#### [Records to use]

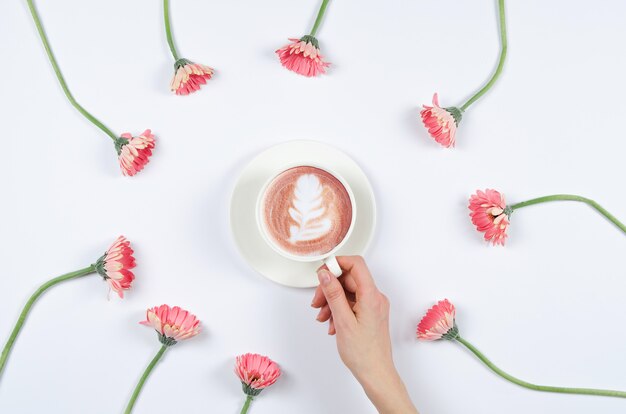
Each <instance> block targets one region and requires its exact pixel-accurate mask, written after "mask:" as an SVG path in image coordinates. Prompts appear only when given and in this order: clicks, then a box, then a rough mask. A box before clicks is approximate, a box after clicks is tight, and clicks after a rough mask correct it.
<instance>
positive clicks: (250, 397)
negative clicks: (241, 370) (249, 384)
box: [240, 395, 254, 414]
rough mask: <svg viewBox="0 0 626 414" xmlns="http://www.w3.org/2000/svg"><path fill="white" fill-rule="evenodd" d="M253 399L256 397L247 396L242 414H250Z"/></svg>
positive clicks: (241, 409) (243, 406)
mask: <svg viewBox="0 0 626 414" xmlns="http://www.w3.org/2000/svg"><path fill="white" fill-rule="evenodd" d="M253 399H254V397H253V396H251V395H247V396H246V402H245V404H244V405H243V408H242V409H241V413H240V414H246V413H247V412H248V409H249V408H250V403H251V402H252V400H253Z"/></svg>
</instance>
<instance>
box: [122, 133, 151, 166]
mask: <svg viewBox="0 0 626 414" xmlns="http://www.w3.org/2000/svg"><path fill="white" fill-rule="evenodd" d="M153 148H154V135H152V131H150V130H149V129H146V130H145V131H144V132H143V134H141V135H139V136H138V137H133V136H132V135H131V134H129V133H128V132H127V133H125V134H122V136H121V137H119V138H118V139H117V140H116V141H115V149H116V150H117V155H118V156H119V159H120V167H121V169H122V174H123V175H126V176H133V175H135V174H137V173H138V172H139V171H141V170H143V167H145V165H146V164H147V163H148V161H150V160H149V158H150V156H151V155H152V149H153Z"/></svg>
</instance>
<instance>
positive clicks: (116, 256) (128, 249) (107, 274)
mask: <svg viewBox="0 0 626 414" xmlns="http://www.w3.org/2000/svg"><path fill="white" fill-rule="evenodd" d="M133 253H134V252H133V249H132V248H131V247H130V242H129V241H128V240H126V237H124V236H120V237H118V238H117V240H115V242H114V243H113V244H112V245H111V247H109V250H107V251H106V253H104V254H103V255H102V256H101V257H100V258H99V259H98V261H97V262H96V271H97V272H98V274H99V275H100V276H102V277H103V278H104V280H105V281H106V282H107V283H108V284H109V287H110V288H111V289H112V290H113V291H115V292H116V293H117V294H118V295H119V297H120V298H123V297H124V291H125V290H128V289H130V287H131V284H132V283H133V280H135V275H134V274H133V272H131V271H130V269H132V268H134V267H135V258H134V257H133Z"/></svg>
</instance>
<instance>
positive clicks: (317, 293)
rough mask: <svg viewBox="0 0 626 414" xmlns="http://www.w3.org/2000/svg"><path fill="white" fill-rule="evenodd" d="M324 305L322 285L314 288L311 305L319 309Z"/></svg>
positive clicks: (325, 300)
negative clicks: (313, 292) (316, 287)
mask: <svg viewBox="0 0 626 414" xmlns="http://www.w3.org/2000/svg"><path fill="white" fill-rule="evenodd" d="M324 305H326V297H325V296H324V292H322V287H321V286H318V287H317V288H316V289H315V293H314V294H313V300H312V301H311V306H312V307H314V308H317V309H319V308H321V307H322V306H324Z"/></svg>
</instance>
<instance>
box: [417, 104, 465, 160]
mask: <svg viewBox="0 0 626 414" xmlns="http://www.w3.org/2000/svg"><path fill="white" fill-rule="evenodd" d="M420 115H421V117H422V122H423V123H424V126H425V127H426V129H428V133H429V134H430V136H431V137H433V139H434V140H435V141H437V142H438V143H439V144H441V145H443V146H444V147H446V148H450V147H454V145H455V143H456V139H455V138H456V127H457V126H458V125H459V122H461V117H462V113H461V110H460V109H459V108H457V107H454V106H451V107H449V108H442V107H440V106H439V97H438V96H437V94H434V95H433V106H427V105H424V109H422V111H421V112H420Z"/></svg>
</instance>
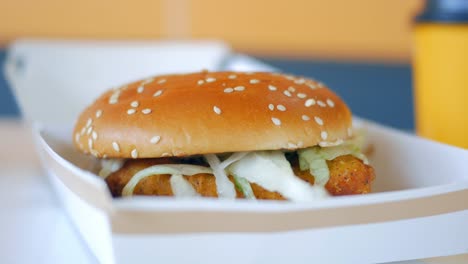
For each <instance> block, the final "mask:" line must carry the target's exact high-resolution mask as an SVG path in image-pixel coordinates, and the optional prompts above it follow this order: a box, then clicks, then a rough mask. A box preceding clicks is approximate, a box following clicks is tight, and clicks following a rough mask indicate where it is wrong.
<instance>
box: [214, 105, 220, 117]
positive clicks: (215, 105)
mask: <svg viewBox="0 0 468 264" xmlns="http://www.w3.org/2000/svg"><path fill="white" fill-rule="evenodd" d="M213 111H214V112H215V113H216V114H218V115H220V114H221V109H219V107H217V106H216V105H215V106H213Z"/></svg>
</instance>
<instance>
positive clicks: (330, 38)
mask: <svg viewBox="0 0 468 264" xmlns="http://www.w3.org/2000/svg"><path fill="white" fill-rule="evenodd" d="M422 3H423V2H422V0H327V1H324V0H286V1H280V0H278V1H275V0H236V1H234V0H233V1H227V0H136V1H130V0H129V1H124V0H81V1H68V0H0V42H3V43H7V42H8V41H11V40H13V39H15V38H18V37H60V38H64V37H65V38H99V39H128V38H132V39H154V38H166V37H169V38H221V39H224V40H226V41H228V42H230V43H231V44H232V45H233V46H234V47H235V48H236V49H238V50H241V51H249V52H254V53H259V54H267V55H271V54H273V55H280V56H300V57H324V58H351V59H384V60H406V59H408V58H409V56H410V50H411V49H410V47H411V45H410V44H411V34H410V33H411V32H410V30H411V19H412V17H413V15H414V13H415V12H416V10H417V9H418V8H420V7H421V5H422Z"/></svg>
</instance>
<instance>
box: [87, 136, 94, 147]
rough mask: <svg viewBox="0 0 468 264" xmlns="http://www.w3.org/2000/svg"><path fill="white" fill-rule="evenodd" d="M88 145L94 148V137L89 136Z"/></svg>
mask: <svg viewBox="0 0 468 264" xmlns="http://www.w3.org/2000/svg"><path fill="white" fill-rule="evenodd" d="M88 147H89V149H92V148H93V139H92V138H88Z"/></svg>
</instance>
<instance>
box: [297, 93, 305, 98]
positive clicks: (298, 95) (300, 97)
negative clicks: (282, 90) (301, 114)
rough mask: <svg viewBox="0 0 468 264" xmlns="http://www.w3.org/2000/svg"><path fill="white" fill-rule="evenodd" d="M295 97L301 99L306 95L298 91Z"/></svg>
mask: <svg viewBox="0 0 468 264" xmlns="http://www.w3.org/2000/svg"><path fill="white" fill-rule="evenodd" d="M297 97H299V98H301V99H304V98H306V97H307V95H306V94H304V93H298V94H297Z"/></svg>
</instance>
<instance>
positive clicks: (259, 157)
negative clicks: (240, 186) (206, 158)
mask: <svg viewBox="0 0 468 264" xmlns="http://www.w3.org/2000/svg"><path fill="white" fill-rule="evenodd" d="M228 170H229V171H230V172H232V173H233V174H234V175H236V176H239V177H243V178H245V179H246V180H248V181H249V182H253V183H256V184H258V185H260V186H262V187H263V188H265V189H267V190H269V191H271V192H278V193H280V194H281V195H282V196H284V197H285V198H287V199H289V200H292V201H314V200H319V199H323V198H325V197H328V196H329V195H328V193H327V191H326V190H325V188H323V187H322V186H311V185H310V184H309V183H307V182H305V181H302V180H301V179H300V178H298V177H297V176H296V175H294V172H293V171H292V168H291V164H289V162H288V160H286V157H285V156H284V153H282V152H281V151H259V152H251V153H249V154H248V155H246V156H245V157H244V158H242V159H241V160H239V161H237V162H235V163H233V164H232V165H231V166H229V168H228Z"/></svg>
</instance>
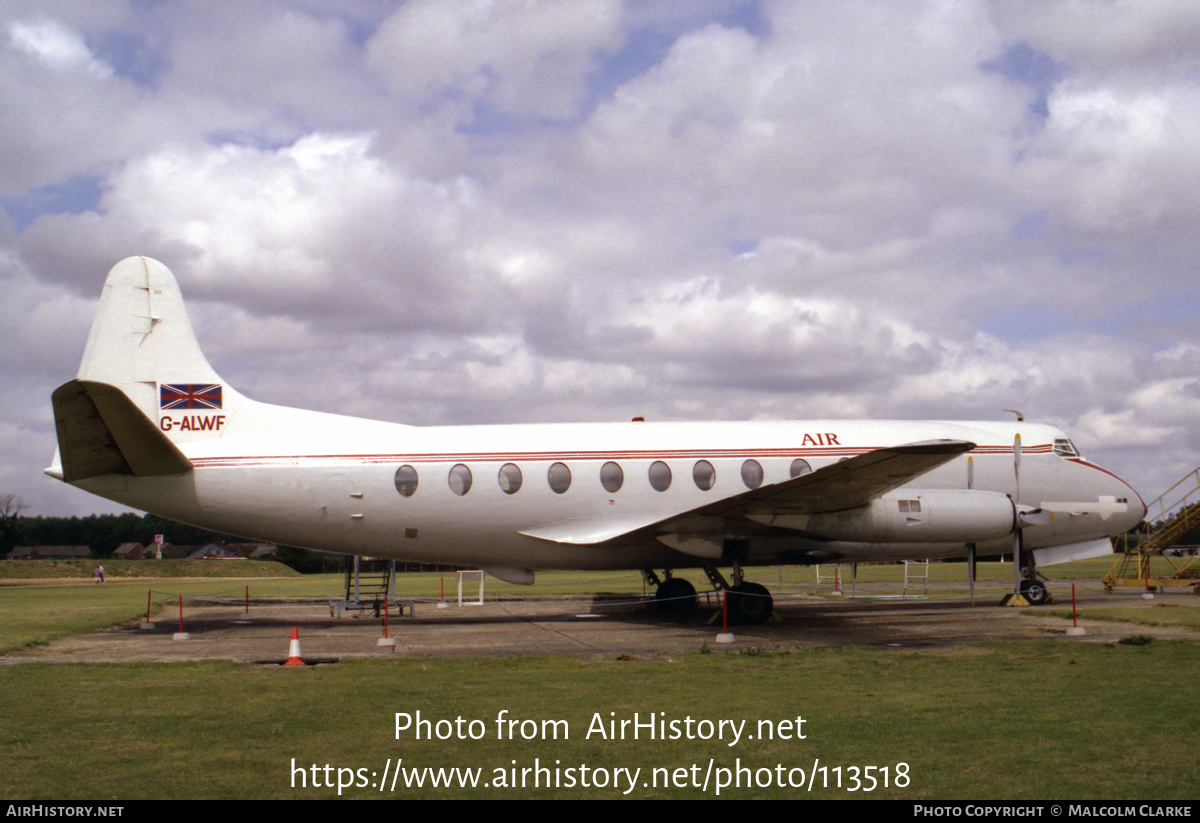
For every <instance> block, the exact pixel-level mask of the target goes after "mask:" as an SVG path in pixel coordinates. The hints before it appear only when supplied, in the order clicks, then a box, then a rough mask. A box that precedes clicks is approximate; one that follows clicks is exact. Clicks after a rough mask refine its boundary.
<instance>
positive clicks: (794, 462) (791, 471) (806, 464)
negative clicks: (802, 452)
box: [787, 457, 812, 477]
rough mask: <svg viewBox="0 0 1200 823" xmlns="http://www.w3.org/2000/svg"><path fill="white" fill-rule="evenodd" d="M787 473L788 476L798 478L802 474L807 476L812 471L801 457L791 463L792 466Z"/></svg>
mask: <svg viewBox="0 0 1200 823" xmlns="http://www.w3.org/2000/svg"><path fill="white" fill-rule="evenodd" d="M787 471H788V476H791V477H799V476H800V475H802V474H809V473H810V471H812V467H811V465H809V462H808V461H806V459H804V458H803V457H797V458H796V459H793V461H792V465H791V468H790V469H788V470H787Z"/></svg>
...
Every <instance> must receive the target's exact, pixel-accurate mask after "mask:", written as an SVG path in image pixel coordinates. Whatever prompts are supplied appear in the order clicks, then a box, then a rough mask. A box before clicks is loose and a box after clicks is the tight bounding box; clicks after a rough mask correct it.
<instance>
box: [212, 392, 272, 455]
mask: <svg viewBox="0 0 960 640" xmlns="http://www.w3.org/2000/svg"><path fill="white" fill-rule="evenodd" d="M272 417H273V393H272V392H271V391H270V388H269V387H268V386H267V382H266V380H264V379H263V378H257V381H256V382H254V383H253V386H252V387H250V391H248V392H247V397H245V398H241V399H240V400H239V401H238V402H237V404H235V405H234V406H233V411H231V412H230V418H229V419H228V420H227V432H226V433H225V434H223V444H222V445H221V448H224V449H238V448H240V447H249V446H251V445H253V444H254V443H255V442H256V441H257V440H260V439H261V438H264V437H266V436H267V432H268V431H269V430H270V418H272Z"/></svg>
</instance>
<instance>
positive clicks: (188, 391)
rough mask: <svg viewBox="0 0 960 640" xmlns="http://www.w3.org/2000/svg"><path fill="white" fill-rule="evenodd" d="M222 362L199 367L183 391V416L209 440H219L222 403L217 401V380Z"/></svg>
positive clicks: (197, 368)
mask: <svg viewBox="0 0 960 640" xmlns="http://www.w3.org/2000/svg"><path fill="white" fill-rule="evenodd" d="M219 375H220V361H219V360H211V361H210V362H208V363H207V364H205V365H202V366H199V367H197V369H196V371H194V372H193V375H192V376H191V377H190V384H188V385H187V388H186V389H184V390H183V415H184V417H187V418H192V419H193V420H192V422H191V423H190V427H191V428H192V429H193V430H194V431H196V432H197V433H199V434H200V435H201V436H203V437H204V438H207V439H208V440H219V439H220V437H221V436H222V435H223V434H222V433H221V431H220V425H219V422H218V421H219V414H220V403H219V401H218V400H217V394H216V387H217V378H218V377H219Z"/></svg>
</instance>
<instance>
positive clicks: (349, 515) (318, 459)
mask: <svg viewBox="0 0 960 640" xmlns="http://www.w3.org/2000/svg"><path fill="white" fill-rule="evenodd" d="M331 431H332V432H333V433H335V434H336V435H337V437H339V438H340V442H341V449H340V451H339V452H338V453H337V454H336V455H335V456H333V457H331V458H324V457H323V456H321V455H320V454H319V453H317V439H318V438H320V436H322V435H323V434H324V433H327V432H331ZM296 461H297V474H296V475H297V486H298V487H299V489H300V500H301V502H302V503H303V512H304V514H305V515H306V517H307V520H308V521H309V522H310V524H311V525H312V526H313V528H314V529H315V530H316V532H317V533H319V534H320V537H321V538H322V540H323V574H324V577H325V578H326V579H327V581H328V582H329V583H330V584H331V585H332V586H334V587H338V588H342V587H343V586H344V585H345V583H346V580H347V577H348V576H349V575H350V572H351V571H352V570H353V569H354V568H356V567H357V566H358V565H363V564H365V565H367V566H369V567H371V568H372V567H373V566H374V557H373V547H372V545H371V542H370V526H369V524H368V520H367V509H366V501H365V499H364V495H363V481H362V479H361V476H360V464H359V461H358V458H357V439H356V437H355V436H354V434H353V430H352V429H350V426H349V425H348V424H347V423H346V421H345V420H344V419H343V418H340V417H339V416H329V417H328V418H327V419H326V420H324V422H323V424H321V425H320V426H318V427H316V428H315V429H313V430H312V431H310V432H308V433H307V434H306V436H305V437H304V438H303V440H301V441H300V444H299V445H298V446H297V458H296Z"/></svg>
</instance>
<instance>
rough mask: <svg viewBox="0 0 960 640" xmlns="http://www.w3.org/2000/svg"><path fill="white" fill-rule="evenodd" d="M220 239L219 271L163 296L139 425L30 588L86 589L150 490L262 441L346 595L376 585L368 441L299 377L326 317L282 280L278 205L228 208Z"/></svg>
---
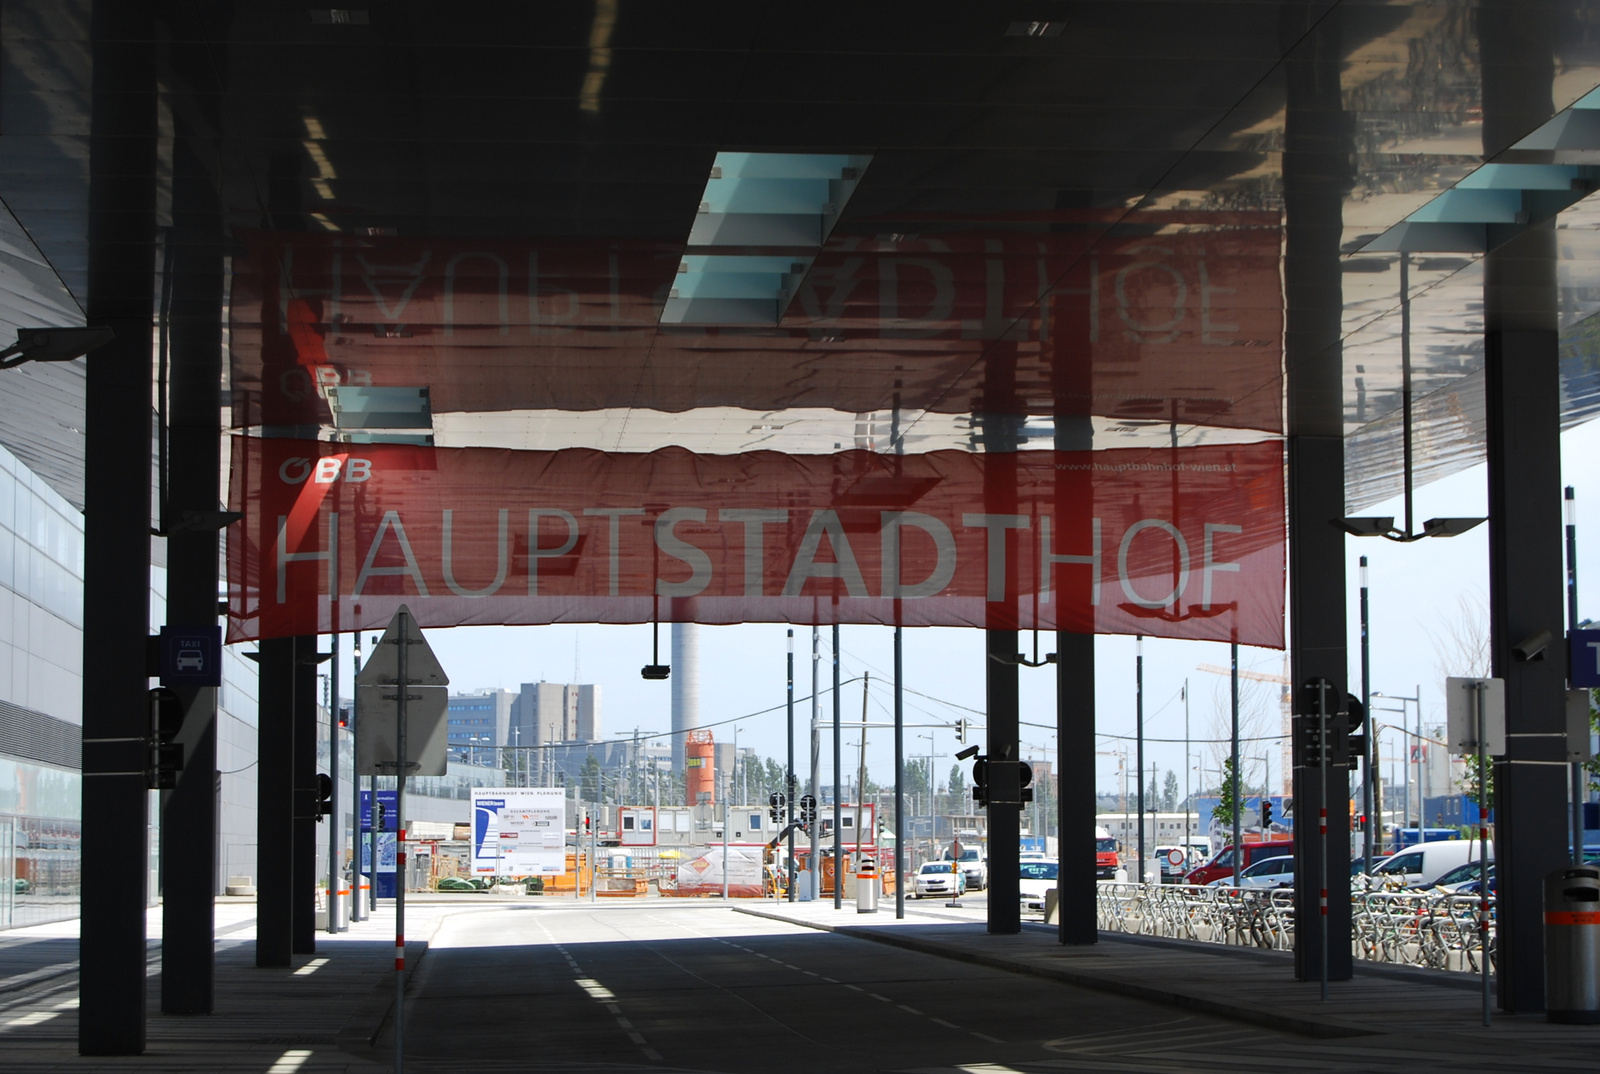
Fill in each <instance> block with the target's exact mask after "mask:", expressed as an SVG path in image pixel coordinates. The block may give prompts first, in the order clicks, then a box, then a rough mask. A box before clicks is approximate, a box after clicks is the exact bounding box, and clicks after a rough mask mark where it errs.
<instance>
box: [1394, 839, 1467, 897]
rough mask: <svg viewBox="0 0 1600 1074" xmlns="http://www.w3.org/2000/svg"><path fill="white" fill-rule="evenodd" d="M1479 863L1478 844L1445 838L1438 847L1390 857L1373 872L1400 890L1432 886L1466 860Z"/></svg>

#### [Task]
Scan the material above. Return every line containing the string "coordinates".

#### [Solution for this exercise]
Each <instance> block targets one region and requires its exact pixel-accurate mask, written after "mask:" as an SVG path in image coordinates. Prompts appear only when given and in this order: clicks, then a box, then a rough mask. A box before clicks is approximate, a box after clicks is tight, and clicks after a rough mask correct it.
For each <instance> block, the final "mask:" line must carry the target's exact high-resolution mask as an SVG path in image-pixel coordinates, and the optional prompts above it follow this order: a box, then clicks, then a rough mask. A box preceding clicks is approximate, a box following clicks is tight, and clicks following a rough mask indicate where it is wrong.
For every <instance> block, the exact pixel-level mask of the target goes after "mask:" as an SVG path in pixel coordinates. The hints before it appear only when supplied, in the order clicks, then a box, then a rough mask. A box that precedes clicks is approximate; one that follows clicks is exact. Clicks after a rough mask refine its boundary.
Every <instance> must receive the target's exact, pixel-accurate mask after "mask:", written as an SVG path in image pixel coordinates. Whatever prompts are supplied appear in the order clicks, then a box, then a rough mask. A box before clicks is loose and a box after clicks is the tight bounding box; clicks after a rough mask correct it.
Fill in each <instance> block with the target's exact mask after "mask:", expressed as an SVG path in image pixel coordinates. The block may give prompts first, in the order clicks, then a box, then a rough mask. A box before clicks is approximate, a box after clicks is the exact bounding box, and clicks after a rough mask mark where it errs.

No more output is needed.